## Do this
Your task is to return the line containing "of the dirt" plus every line after it, exactly and with nothing added.

## Image location labeling entries

· · · ·

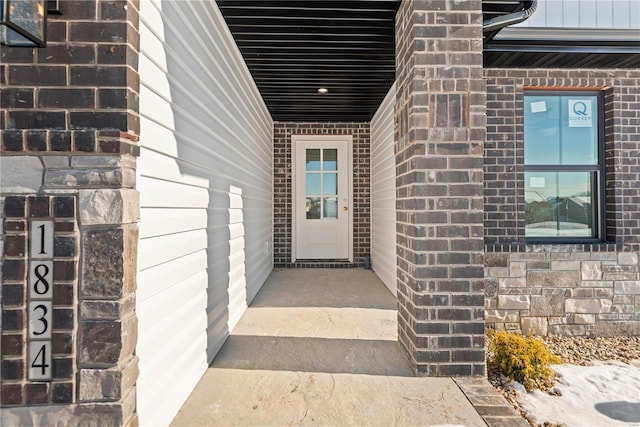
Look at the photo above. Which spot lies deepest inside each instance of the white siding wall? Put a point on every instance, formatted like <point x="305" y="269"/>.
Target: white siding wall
<point x="618" y="14"/>
<point x="383" y="192"/>
<point x="205" y="182"/>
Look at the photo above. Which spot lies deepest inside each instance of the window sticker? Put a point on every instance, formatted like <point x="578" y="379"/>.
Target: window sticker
<point x="537" y="182"/>
<point x="580" y="115"/>
<point x="538" y="107"/>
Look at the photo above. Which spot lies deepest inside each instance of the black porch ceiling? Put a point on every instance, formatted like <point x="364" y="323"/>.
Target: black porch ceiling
<point x="295" y="47"/>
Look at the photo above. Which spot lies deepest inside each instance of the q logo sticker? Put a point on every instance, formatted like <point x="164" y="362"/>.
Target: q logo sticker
<point x="580" y="115"/>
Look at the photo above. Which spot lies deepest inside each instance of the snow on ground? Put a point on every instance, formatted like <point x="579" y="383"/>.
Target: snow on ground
<point x="605" y="394"/>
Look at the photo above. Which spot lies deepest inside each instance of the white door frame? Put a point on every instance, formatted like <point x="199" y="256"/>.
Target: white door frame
<point x="294" y="218"/>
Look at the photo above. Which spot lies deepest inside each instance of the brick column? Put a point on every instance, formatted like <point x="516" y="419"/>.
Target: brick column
<point x="440" y="129"/>
<point x="70" y="126"/>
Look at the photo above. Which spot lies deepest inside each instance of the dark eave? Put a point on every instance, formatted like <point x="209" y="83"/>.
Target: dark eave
<point x="294" y="47"/>
<point x="561" y="54"/>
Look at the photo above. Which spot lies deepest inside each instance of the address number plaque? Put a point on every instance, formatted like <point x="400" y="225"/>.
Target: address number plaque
<point x="40" y="299"/>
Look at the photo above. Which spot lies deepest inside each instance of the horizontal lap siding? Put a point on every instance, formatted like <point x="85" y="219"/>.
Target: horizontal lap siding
<point x="205" y="182"/>
<point x="383" y="193"/>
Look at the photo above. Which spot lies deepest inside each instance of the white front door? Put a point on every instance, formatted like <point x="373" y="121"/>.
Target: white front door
<point x="322" y="197"/>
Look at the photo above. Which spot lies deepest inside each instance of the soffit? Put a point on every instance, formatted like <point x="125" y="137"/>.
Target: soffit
<point x="294" y="47"/>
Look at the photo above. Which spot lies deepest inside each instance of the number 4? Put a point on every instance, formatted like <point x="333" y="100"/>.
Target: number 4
<point x="40" y="360"/>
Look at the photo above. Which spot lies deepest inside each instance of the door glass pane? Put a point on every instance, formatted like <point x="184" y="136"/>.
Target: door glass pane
<point x="330" y="160"/>
<point x="560" y="204"/>
<point x="313" y="207"/>
<point x="313" y="183"/>
<point x="330" y="207"/>
<point x="330" y="183"/>
<point x="313" y="159"/>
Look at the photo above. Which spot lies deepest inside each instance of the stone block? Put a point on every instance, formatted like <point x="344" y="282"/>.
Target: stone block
<point x="627" y="287"/>
<point x="582" y="293"/>
<point x="514" y="302"/>
<point x="99" y="385"/>
<point x="20" y="174"/>
<point x="604" y="256"/>
<point x="517" y="269"/>
<point x="74" y="178"/>
<point x="529" y="256"/>
<point x="102" y="162"/>
<point x="534" y="326"/>
<point x="547" y="305"/>
<point x="623" y="308"/>
<point x="589" y="306"/>
<point x="565" y="265"/>
<point x="109" y="260"/>
<point x="591" y="270"/>
<point x="498" y="272"/>
<point x="100" y="207"/>
<point x="511" y="282"/>
<point x="100" y="310"/>
<point x="584" y="319"/>
<point x="572" y="330"/>
<point x="627" y="258"/>
<point x="623" y="299"/>
<point x="100" y="343"/>
<point x="495" y="259"/>
<point x="564" y="279"/>
<point x="52" y="162"/>
<point x="490" y="287"/>
<point x="103" y="263"/>
<point x="613" y="329"/>
<point x="603" y="292"/>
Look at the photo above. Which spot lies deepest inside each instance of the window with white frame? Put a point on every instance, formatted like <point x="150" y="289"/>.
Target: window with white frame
<point x="564" y="160"/>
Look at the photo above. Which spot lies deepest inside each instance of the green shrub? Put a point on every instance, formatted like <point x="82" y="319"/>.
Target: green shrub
<point x="525" y="360"/>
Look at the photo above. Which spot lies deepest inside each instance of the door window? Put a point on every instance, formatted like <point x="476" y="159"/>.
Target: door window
<point x="321" y="186"/>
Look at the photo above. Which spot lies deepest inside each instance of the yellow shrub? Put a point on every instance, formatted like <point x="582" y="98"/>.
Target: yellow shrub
<point x="525" y="360"/>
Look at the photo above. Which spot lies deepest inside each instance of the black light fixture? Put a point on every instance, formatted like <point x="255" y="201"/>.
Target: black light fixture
<point x="23" y="23"/>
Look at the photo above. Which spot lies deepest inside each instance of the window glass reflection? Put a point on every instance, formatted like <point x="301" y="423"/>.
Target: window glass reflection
<point x="560" y="204"/>
<point x="313" y="207"/>
<point x="313" y="159"/>
<point x="330" y="160"/>
<point x="313" y="183"/>
<point x="330" y="183"/>
<point x="330" y="208"/>
<point x="561" y="130"/>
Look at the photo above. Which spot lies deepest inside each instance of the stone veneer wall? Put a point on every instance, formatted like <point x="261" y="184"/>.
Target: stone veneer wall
<point x="69" y="132"/>
<point x="586" y="289"/>
<point x="282" y="196"/>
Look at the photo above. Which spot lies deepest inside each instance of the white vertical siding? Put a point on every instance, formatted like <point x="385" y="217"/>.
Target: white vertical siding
<point x="205" y="182"/>
<point x="383" y="192"/>
<point x="605" y="14"/>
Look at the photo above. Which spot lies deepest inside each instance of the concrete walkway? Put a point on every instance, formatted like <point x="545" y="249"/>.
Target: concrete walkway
<point x="319" y="346"/>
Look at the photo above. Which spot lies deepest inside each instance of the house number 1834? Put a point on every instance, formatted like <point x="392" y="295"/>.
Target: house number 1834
<point x="40" y="298"/>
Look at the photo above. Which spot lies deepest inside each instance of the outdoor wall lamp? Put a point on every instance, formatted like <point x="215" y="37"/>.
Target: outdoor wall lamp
<point x="23" y="23"/>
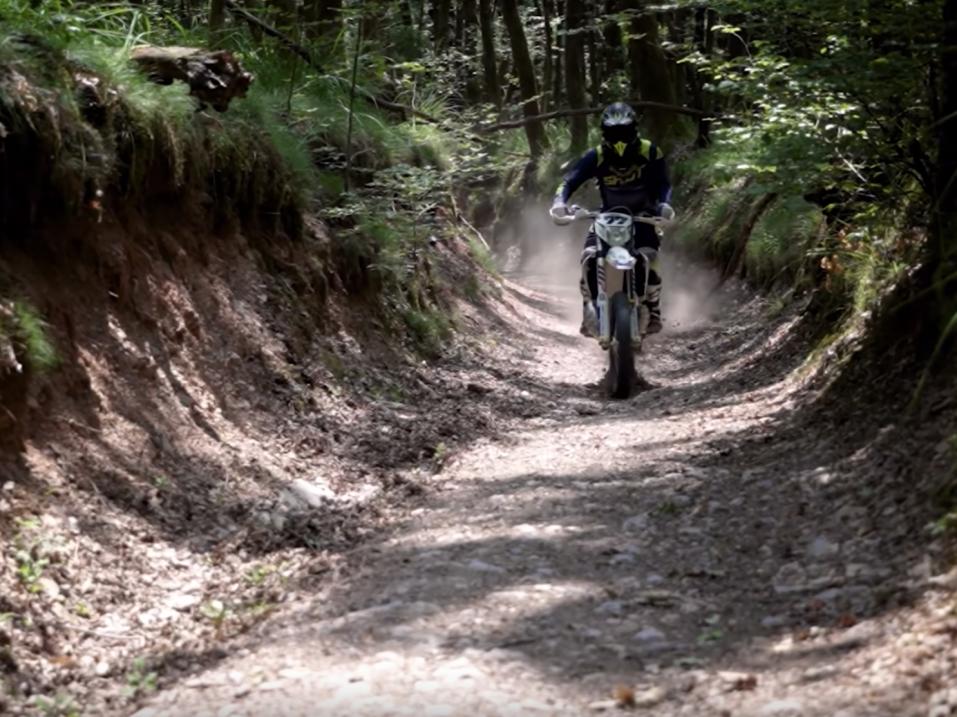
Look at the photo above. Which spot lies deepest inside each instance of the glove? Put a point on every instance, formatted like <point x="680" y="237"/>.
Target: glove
<point x="559" y="213"/>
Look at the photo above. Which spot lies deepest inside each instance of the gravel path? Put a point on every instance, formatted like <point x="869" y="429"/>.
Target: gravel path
<point x="692" y="551"/>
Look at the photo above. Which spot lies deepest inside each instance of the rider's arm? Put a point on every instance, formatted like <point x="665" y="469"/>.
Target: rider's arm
<point x="583" y="170"/>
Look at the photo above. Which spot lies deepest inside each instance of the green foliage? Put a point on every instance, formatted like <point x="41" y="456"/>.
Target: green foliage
<point x="140" y="680"/>
<point x="29" y="552"/>
<point x="60" y="705"/>
<point x="482" y="256"/>
<point x="32" y="331"/>
<point x="430" y="329"/>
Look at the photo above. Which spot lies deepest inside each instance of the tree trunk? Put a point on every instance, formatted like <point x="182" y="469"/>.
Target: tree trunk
<point x="650" y="75"/>
<point x="575" y="70"/>
<point x="736" y="264"/>
<point x="526" y="76"/>
<point x="493" y="91"/>
<point x="466" y="35"/>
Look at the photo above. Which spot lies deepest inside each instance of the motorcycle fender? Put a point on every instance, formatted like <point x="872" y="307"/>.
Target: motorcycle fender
<point x="620" y="258"/>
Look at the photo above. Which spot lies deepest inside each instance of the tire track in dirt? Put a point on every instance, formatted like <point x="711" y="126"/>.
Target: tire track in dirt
<point x="688" y="543"/>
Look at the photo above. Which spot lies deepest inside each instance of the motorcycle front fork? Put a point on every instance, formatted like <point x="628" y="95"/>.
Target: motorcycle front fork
<point x="610" y="282"/>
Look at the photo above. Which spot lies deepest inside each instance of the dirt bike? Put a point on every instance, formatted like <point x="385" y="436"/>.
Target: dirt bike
<point x="622" y="281"/>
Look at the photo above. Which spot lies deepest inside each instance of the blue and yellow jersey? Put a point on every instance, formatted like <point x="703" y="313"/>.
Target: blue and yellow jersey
<point x="635" y="178"/>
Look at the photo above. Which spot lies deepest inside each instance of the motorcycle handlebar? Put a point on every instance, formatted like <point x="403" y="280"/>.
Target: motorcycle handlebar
<point x="576" y="213"/>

· · · ·

## Complete response
Look at the photo above. Which spot lies deepest inside each instance of the dirt bike? Put a point on every instance, formatted like <point x="385" y="436"/>.
Target: dirt bike
<point x="622" y="281"/>
Look at the photo above. Which spot lies deepest inside each instance of the blue and yellow jersey? Put a point on every instance, formatted like <point x="703" y="313"/>.
Target: blue and yellow jersey
<point x="635" y="178"/>
Look at the photo above. Which spot lies deepest inside each instance of the motorcycle handlebar? Put a point on every instance, formatted like <point x="403" y="280"/>.
Target: motorcycle handlebar
<point x="576" y="213"/>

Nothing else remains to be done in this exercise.